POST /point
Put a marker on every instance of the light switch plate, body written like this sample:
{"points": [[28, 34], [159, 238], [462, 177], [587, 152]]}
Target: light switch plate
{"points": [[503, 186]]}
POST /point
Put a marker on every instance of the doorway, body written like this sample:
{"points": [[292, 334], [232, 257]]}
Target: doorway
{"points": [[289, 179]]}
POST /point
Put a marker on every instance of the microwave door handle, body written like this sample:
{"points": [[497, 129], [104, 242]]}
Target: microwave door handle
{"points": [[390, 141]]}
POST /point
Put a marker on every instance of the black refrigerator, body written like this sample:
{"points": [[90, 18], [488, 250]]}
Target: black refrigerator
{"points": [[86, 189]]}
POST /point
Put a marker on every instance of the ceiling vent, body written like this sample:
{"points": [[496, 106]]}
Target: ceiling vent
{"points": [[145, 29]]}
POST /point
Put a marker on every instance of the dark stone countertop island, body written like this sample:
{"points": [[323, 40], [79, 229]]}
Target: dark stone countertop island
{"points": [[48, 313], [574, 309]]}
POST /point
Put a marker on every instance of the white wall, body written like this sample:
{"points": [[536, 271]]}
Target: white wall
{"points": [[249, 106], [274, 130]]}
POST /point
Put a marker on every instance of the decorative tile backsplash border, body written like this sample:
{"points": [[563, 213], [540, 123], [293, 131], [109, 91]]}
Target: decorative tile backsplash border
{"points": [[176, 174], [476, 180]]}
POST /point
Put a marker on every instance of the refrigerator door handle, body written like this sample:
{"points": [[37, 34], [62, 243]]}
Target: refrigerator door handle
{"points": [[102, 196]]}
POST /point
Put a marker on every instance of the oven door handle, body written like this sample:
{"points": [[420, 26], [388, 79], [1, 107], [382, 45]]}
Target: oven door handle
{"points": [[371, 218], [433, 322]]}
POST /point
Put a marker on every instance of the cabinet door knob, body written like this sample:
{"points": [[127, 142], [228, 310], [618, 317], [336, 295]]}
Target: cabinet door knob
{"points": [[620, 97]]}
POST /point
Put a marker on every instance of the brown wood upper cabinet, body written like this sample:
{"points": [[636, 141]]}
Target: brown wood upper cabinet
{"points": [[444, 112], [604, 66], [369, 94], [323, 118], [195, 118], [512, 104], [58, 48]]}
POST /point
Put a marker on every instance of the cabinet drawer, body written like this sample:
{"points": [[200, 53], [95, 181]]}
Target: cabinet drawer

- - - - - - -

__Description of the task__:
Reproduce the listing above word for word.

__Reply__:
POST /point
Put a marker on every instance of the light switch plate, body written like this sample:
{"points": [[28, 34], [159, 238], [462, 177], [587, 152]]}
Target: light switch plate
{"points": [[503, 186]]}
POST /point
Put a marker on every instance of the doorway, body written like this sample:
{"points": [[292, 334], [232, 257]]}
Target: doorway
{"points": [[289, 179]]}
POST /point
Put a marker on every instance of the microwave door handle, body written like this sample:
{"points": [[497, 129], [104, 242]]}
Target: microwave door handle
{"points": [[390, 141]]}
POST /point
Put a marker on every instance of the black refrigerator, body written like this sample:
{"points": [[90, 18], [488, 250]]}
Target: black refrigerator
{"points": [[86, 189]]}
POST /point
Put a marker on every instance of the ceiling vent, body written like this sample:
{"points": [[496, 106]]}
Target: ceiling vent
{"points": [[145, 29]]}
POST /point
Put a marker on every instance of the dark stone countertop island, body written like this sample:
{"points": [[323, 40], [79, 229]]}
Target: dark stone countertop island
{"points": [[48, 313], [574, 309]]}
POST /point
Put a marker on every instance of the white wall, body written like this sample:
{"points": [[536, 271]]}
Target: white wall
{"points": [[249, 106], [274, 130]]}
POST /point
Put a marker on every instance of the decorative tile backsplash border, body written like this sample:
{"points": [[563, 213], [540, 123], [293, 131], [109, 91]]}
Target: decorative tile backsplash border
{"points": [[176, 174], [476, 180]]}
POST /point
Put a marker on every instance of the refrigerator door handle, body written like this sample:
{"points": [[37, 34], [62, 243]]}
Target: refrigerator door handle
{"points": [[102, 196]]}
POST /point
Put a marker on every instance of the oven door handle, body written like this sample:
{"points": [[420, 26], [388, 79], [1, 107], [382, 45]]}
Target: oven door handle
{"points": [[371, 218], [433, 322]]}
POST /point
Put a marker on every instance of the cabinet door knob, body written like this sample:
{"points": [[127, 142], [228, 310], [618, 317], [336, 295]]}
Target: cabinet door knob
{"points": [[620, 97]]}
POST /point
Put a marker on every instance of the brown wood upper cabinet, body written like this sample:
{"points": [[636, 141]]}
Target: brown wood upper cabinet
{"points": [[444, 112], [604, 66], [369, 94], [323, 118], [195, 118], [512, 104], [58, 48]]}
POST /point
Put a marker on every instance of the cabinet drawer, body written like this sample:
{"points": [[200, 53], [95, 181]]}
Target: cabinet drawer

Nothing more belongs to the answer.